### Extrait de page:
☆ ☆ ☆ ☆ ☆

La pénalisation de la responsabilité de l’Etat n’a pas de place en droit,  principe confirmé dans les travaux de la CD I relatifs aux projets de textes concernant la responsabilité internationale des Etats, commencés en 1954.  
  A la lumière de cette approche, dès  qu’il y a une guerre, il y a inéluctablement, des victimes et des dommages. J’ai évoqué deux systèmes de responsabilités, celui de la responsabilité internationale et celui de la responsabilité administrative, c’est-à-dire, j’ai étudié dans quelles conditions un militaire  qui commet un acte de guerre illicite peut engager la responsabilité administrative et internationale.    
 Nous avons fait observer que les auteurs de crimes internationaux sont, par nature, les Etats ou les organisations paramilitaires, tandis que les victimes, sont les civils et les Etats.     L’ordre de bombardement des souks, des villages et des civils au Rif émanait directement des gouvernements français et espagnol ; ils figuraient comme étant un objectif militaire.
Pour agir internationalement, seuls les Etats ont qualité à saisir la juridiction internationale compétente : la CIJ ; les individus n’y ont pas accès direct. Ils devraient  nécessairement passer par le canal étatique, par l’exercice de la procédure de la protection diplomatique.
    Nous avons également procédé à  l’analyse de la réalité internationale des individus -victimes à partir du droit interne et du droit international, pour  montrer leurs places au sein  des systèmes juridiques, surtout quand il s’agit de crimes relevant du droit international et engageant la responsabilité de l’Etat. La place de l’individu en droit international est floue et mal définie. Comment peut-il se protéger sur la scène internationale ?
Certes, la commission d’un crime international entraîne la responsabilité pénale personnelle d’un dirigeant en exercice ou ayant cessé d’exercer une responsabilité officielle, mais la poursuite pénale des responsables ne peut entraver le droit des victimes à réparation, que l’Etat doit  assumer dans le cadre d’une responsabilité internationale ou dans le cadre de la responsabilité administrative.
Nous avons constaté que pour exercer leurs droits à obtenir justice et réparation, les victimes de la guerre du Rif devraient engager des actions judiciaires contre les Etats (la France et l’Espagne) présumés responsables des atteintes, devant leur propre juridiction administrative ou devant la juridiction internationale (CIJ).  
L’individu victime  pourrait soit  opter pour la saisine de la juridiction administrative, soit que l’Etat endosse  en son nom le mécanisme de la protection diplomatique qui est son droit absolu comme étant une « nationalisation » de la pratique des représailles privées.

☆ ☆ ☆ ☆ ☆

### Entrées répertoriées:
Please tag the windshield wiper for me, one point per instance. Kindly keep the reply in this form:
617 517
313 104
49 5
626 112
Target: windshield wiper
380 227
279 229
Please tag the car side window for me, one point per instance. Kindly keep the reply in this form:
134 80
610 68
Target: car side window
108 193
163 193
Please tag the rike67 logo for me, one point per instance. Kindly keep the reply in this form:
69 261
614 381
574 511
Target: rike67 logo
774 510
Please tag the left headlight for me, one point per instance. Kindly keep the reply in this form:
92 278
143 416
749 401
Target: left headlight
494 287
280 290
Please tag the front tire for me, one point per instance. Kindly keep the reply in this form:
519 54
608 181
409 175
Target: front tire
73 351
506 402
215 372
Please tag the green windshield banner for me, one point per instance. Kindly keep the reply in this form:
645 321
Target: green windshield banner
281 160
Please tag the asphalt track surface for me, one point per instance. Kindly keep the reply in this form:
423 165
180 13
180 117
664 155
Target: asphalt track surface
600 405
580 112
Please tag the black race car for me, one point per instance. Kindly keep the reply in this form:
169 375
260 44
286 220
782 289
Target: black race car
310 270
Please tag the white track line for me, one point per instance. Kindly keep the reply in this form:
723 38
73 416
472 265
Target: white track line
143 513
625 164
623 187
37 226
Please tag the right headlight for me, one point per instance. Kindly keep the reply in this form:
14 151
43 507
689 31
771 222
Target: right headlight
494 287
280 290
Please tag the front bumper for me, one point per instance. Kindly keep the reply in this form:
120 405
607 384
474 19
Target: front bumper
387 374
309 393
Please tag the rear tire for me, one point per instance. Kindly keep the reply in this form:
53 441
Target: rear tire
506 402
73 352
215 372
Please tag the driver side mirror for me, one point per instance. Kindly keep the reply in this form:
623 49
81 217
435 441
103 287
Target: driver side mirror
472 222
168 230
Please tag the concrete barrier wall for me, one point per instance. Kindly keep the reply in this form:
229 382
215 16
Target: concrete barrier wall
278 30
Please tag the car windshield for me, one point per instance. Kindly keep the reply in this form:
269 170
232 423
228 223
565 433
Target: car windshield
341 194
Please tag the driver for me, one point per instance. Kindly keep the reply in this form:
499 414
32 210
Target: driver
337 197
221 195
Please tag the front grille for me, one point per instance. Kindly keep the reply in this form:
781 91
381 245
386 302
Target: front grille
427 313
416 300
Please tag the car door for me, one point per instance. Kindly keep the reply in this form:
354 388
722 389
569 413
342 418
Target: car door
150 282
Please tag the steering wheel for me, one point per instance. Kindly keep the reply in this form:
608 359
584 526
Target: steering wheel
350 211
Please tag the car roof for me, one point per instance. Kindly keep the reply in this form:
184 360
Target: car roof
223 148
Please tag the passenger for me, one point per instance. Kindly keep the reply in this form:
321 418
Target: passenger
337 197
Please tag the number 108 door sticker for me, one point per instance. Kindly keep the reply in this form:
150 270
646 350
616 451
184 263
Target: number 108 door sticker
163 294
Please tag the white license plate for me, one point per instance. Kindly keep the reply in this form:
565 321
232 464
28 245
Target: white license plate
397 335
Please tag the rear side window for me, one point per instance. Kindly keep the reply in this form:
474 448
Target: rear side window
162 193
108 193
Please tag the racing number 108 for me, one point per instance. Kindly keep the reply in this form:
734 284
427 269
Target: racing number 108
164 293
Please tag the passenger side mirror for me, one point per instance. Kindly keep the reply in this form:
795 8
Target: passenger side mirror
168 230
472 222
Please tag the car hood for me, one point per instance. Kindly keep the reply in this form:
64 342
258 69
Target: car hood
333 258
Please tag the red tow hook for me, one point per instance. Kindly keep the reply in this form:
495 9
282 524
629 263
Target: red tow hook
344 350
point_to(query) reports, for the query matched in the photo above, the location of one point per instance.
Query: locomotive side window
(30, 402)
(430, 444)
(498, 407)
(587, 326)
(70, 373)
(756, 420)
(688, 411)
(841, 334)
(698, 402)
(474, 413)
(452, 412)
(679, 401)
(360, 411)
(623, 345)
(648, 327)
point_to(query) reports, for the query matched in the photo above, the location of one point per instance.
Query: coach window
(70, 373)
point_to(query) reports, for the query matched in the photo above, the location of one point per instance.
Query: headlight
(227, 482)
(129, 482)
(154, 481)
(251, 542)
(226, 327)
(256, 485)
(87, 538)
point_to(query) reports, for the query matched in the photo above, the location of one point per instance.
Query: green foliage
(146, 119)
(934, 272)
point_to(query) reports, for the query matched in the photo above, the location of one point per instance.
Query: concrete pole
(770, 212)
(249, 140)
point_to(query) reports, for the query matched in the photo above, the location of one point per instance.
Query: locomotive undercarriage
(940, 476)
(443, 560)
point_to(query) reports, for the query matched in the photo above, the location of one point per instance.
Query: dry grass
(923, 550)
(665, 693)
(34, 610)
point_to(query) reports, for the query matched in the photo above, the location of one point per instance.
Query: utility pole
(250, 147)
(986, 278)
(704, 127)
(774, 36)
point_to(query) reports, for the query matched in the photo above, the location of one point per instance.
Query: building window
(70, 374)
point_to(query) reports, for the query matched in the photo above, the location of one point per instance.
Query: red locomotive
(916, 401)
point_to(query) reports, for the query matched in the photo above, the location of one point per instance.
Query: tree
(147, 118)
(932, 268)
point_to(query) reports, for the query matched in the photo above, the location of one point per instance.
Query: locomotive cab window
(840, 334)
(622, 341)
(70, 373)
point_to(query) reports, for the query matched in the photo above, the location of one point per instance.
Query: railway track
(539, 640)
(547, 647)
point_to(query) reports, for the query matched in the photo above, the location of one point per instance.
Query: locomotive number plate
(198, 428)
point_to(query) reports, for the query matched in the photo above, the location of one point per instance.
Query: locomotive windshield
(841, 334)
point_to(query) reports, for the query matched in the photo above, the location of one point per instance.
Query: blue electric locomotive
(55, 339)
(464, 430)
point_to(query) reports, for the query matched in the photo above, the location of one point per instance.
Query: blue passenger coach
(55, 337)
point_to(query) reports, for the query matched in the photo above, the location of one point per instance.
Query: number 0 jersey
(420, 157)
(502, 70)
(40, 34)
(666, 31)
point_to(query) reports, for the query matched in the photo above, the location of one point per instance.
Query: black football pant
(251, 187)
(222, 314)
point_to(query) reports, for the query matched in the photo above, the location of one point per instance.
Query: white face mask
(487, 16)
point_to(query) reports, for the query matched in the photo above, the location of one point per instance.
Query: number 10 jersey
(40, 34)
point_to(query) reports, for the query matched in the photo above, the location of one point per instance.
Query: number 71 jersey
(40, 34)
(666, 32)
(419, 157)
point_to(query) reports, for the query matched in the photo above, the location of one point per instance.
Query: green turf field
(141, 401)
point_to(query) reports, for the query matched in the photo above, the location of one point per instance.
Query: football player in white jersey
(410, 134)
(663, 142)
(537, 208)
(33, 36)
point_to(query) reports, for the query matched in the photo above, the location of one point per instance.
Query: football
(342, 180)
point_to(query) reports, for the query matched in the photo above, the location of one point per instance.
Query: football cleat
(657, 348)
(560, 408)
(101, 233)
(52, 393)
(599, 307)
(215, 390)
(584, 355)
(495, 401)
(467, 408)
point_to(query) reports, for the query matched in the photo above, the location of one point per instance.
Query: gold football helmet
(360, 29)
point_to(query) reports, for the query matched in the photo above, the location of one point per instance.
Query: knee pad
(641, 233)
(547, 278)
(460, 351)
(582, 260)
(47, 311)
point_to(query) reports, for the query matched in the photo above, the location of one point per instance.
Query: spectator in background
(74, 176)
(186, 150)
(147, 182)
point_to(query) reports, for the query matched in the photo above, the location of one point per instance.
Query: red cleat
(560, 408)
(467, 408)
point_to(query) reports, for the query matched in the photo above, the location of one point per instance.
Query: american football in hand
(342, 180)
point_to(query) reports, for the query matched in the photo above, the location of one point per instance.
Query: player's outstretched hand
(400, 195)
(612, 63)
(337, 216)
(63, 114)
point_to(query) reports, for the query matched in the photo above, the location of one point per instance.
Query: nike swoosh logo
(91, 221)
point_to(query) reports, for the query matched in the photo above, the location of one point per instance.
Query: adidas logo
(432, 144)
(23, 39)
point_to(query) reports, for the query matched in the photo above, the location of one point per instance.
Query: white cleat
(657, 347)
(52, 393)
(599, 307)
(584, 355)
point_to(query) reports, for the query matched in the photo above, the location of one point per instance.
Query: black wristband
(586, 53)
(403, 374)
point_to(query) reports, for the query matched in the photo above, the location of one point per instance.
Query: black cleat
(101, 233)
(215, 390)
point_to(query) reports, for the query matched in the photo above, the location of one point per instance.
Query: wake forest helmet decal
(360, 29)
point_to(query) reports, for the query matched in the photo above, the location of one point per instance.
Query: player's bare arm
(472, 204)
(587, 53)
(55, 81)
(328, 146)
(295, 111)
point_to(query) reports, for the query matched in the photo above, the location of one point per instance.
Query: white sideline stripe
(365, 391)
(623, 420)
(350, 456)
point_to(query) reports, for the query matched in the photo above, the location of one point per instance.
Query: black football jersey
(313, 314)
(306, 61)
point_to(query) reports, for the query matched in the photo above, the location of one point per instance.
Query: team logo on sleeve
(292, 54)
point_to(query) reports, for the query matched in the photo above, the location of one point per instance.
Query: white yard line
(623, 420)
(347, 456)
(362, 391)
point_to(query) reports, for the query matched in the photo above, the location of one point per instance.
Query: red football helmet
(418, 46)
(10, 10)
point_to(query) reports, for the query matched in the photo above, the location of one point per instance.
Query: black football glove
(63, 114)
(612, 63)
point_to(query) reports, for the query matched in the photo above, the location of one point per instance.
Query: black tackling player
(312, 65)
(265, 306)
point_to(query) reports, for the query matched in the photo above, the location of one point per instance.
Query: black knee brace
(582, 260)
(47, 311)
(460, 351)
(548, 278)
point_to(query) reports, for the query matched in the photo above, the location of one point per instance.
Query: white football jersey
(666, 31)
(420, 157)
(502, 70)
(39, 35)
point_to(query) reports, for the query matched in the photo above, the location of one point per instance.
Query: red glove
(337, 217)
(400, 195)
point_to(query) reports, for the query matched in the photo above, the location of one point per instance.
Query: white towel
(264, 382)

☆ ☆ ☆ ☆ ☆

### Exercices d'application:
**1)** Répondez aux questions suivantes à partir de l'extrait de page :
(a) En quelle année ont commencé les travaux relatifs aux projets de textes concernant la responsabilité internationale des Etats ?
(b) De quels gouvernements émanait directement l'ordre de bombardement des souks, des villages et des civils au Rif ?
(c) Par quelle procédure les individus doivent-ils passer pour emprunter le canal étatique ?
**2)** Reformulez sous forme de liste le paragraphe de l'extrait de page qui commence par « Pour agir internationalement » en conservant ses faits essentiels.

### Réponses numérotées:
**1)**
(a) En 1954.
(b) Des gouvernements français et espagnol.
(c) Par l'exercice de la procédure de la protection diplomatique.

**2)**
- Seuls les Etats ont qualité à saisir la juridiction internationale compétente, la CIJ.
- Les individus n'ont pas d'accès direct à cette juridiction.
- Ils doivent passer par le canal étatique, au moyen de la procédure de la protection diplomatique.